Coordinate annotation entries
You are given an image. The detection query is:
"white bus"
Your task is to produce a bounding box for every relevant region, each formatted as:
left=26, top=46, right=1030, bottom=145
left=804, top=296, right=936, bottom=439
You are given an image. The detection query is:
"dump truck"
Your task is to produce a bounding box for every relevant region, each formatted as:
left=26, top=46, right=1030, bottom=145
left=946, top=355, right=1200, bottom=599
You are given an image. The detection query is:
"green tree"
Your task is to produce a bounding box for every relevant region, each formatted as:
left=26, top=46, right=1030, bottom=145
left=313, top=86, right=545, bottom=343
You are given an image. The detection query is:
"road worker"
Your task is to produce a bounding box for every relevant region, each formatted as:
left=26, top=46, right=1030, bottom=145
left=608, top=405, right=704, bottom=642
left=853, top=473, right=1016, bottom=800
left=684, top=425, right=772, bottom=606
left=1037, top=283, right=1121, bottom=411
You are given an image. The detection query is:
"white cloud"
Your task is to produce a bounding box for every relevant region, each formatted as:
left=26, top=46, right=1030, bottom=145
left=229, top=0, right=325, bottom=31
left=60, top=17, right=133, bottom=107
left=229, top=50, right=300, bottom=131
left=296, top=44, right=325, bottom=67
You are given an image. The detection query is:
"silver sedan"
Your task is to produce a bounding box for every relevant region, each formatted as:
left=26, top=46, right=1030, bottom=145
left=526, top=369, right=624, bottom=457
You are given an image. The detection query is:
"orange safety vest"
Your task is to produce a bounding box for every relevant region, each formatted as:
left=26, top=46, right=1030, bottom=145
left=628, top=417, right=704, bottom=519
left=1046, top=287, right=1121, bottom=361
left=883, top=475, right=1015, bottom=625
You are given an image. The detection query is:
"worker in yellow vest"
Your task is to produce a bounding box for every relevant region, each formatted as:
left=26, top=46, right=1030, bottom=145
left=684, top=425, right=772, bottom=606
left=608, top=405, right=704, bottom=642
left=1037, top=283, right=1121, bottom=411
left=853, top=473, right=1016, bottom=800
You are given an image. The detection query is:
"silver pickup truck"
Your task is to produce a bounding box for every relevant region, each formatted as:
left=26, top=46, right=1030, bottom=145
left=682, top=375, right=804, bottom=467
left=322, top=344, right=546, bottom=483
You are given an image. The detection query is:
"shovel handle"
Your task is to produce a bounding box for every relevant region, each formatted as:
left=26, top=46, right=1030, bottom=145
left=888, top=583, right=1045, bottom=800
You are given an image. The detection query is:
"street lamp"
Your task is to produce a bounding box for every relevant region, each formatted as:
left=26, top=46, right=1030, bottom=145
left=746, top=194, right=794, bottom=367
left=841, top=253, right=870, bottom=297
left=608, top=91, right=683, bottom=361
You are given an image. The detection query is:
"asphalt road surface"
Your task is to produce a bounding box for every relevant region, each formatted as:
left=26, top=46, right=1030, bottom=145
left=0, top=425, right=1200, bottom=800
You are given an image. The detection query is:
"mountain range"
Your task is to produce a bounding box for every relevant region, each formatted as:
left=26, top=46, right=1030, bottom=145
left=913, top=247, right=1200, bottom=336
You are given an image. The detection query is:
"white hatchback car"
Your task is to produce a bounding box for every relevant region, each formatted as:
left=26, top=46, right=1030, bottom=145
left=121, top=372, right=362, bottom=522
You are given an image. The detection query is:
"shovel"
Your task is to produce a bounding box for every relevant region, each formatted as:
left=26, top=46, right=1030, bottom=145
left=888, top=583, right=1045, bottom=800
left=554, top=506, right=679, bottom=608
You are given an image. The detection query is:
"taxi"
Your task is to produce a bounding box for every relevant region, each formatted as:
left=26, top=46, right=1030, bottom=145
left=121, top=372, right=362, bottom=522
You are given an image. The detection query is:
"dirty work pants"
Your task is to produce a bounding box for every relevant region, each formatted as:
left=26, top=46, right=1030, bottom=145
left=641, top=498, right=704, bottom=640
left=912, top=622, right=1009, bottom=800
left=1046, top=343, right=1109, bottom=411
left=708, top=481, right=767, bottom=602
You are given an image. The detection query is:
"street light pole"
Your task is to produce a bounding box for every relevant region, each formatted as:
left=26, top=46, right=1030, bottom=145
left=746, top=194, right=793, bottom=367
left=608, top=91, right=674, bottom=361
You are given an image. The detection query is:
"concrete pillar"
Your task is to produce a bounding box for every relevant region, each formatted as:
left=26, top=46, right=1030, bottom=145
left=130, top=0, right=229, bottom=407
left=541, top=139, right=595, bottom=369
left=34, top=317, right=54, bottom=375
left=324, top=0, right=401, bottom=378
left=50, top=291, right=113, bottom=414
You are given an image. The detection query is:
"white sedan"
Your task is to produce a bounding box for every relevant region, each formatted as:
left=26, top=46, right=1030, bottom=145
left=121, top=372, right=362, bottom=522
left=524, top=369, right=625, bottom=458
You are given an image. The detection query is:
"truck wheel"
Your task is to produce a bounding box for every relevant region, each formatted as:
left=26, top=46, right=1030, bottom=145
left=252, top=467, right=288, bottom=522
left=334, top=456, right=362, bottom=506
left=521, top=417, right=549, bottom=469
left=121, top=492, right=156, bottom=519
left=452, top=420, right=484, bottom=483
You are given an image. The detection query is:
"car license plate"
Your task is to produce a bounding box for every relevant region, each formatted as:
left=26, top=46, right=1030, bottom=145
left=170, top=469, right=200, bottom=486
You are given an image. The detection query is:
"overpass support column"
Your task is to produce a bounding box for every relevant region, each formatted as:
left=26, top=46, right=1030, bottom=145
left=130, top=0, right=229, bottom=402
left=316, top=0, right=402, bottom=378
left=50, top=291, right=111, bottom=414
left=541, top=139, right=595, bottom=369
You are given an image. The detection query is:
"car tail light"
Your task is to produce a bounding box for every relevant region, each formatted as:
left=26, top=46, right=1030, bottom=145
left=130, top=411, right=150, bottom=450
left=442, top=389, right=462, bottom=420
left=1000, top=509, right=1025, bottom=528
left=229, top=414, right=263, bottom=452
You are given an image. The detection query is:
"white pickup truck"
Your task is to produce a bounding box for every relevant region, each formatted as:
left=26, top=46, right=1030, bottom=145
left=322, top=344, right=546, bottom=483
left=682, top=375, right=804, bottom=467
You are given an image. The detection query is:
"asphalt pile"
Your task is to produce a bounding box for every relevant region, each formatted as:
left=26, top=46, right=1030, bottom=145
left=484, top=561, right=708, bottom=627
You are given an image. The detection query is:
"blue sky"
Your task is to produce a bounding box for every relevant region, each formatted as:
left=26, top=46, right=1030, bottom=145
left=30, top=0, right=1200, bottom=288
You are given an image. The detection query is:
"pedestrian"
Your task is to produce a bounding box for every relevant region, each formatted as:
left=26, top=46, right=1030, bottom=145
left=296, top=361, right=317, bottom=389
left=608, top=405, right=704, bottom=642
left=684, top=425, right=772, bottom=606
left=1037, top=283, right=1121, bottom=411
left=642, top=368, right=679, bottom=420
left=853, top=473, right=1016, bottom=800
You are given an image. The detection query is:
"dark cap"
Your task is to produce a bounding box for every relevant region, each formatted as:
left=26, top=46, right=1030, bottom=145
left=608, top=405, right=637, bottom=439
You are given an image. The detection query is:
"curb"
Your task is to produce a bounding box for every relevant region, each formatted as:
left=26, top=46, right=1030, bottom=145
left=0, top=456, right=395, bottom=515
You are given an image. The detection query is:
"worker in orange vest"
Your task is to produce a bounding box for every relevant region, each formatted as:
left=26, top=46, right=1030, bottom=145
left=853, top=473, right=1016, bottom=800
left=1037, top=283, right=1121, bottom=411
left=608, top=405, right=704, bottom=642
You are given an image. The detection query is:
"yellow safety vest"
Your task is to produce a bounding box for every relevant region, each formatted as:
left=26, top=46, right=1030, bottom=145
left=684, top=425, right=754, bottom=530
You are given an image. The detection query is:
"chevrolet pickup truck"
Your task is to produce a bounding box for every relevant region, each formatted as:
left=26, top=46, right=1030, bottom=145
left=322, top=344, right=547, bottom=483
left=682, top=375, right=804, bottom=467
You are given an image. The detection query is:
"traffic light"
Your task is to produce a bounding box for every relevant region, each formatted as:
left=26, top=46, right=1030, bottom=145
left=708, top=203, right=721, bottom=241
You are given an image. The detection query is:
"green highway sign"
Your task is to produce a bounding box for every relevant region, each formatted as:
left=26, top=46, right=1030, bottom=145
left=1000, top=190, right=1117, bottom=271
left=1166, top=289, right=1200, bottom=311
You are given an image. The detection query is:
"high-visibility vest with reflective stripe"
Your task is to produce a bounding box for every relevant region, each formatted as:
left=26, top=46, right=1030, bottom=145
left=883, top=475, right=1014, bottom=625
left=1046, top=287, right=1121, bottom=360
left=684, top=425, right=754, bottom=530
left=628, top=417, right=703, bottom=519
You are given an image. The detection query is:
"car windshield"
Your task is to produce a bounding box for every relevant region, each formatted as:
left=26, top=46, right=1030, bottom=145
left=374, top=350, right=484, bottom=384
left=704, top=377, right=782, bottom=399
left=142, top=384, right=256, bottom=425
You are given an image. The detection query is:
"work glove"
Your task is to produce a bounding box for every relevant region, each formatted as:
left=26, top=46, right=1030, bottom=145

- **Given instruction**: How many lines of the rows above contain the string "worker"? Give only the number.

- **Task answer**: 3